» Instruções das tarefas
[a] Responde a estas perguntas com base no texto sobre o restauro da Imaculada:
(i) Que agência espanhola avançou a notícia?
(ii) Em que museu se encontra o verdadeiro original da pintura?
(iii) Entre que anos foi realizada a pintura de Murillo?
[b] Prossegue o texto sobre o restauro da Imaculada a partir da última frase apresentada.

» Excerto da fonte
──────────

O resultado não correspondeu ao pretendido: no final da intervenção, o artesão entregou ao coleccionador valenciano uma “versão” em que o rosto da Virgem surgia totalmente adulterado. Confrontado com a situação, convenceu o encomendador de que podia reverter os danos, tendo surgido mais tarde com um segundo “restauro”, também ele bastante distante da obra que lhe tinha sido entregue.

A notícia foi avançada esta terça-feira pela agência espanhola Europa Press e replicada pelo El País. O coleccionador, que não foi identificado, confessou que ficou “atónito” quando viu o que tinha acontecido à sua Imaculada do Escorial. “Já perdeu completamente o seu significado e o seu valor”, disse este proprietário de uma colecção familiar que inclui outras pinturas, mas também louças, móveis, espelhos, azulejos, armas e porcelanas. O coleccionador explica ter recorrido a este restaurador de móveis, quando procedeu a algumas mudanças na sua casa, por se tratar de alguém que normalmente lhe prestava serviços e em quem tinha total confiança. “Como restaurador de móveis, é muito bom, mas já o mesmo não se pode dizer dele como restaurador de pintura – são coisas muito diferentes”, notou. 

À Europa Press, o proprietário adiantou ter recorrido a um restaurador profissional na esperança de que, removidas as duas “intervenções”, se consiga chegar ao original: melhor dizendo, à cópia da Virgem de Murillo, já que o verdadeiro original se encontra no Museu do Prado — que o emprestou, no ano passado, para uma exposição no Museu de Belas Artes de Álava, no País Basco. A pintura de Murillo, realizada entre 1660 e 1665, tem 206 por 144 centímetros, enquanto a cópia “valenciana” tem 120x80.

──────────

» Dados extraídos
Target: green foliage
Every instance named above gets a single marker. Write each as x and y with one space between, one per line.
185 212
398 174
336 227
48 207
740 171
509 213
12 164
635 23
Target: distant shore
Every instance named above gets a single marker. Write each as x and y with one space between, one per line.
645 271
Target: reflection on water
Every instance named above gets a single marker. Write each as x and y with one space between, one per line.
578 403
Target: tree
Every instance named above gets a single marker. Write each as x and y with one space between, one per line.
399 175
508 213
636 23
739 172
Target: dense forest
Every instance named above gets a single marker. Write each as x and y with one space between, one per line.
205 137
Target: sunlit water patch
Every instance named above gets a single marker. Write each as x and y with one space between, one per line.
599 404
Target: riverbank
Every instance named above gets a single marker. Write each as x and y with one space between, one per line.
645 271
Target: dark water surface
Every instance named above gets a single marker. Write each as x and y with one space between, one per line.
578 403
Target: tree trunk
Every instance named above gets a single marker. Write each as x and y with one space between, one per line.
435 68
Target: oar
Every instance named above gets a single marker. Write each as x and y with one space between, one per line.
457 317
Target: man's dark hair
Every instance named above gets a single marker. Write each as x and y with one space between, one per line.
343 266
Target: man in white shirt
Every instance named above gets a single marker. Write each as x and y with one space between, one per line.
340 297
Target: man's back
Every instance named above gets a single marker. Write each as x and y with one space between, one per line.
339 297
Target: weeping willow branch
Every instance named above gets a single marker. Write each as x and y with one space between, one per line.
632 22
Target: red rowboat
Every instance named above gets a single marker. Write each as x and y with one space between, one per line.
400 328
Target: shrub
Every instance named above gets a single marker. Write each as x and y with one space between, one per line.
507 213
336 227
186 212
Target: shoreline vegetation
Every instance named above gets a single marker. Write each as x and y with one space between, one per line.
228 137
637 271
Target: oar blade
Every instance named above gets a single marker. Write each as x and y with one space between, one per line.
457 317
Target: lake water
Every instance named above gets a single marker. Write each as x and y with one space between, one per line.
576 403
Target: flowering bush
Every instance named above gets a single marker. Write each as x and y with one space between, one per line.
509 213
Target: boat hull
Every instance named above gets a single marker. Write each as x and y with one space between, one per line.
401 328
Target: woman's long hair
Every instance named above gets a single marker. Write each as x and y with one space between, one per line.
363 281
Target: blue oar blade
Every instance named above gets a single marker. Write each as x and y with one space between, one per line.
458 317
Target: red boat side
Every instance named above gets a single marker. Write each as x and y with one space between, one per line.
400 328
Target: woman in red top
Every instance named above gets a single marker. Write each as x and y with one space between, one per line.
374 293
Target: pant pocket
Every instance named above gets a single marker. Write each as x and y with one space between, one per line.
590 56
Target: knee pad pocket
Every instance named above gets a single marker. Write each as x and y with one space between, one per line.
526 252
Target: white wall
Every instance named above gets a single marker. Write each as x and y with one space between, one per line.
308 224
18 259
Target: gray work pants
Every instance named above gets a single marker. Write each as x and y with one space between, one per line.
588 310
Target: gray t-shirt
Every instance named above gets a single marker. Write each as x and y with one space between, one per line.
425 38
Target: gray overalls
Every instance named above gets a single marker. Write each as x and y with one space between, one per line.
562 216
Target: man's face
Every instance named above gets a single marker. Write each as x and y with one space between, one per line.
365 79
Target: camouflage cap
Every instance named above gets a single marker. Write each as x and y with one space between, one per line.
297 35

──────────

» Respostas escritas
[a]
(i) Europa Press.
(ii) No Museu do Prado.
(iii) Entre 1660 e 1665.

[b]
O El País contactou a Associação de Conservadores e Restauradores de Espanha (ACRE), que lamentou o caso, sublinhando porém que a situação poderia ter sido evitada se o coleccionador tivesse recorrido a um profissional. A ACRE aproveitou, de resto, a ocasião para reivindicar tanto junto do Governo central como dos das diferentes autonomias regionais legislação específica sobre a protecção do património que passe a salvaguardar os profissionais qualificados para fazer restauros e intervenções.

Foi também esta associação que alertou para a necessidade de evitar transformar a intervenção agora denunciada em mais um caso mediático como o que fez correr rios de tinta no Verão de 2012, quando Cecilia Giménez, uma mulher de 82 anos, decidiu, por sua iniciativa, proceder ao “restauro” naïf de uma pintura representando a cabeça de Cristo, feita na década de 1930 por Elías García Martínez, e que decorava o Santuário da Misericórdia da localidade de Borja, em Saragoça. Na sequência das várias notícias e reportagens que correram o mundo, o “Cristo de Borja”, como ficou conhecido, deu origem a romagens turísticas e campanhas publicitárias, animou redes sociais e reality-shows, e deu até origem a uma ópera, lembra o El País.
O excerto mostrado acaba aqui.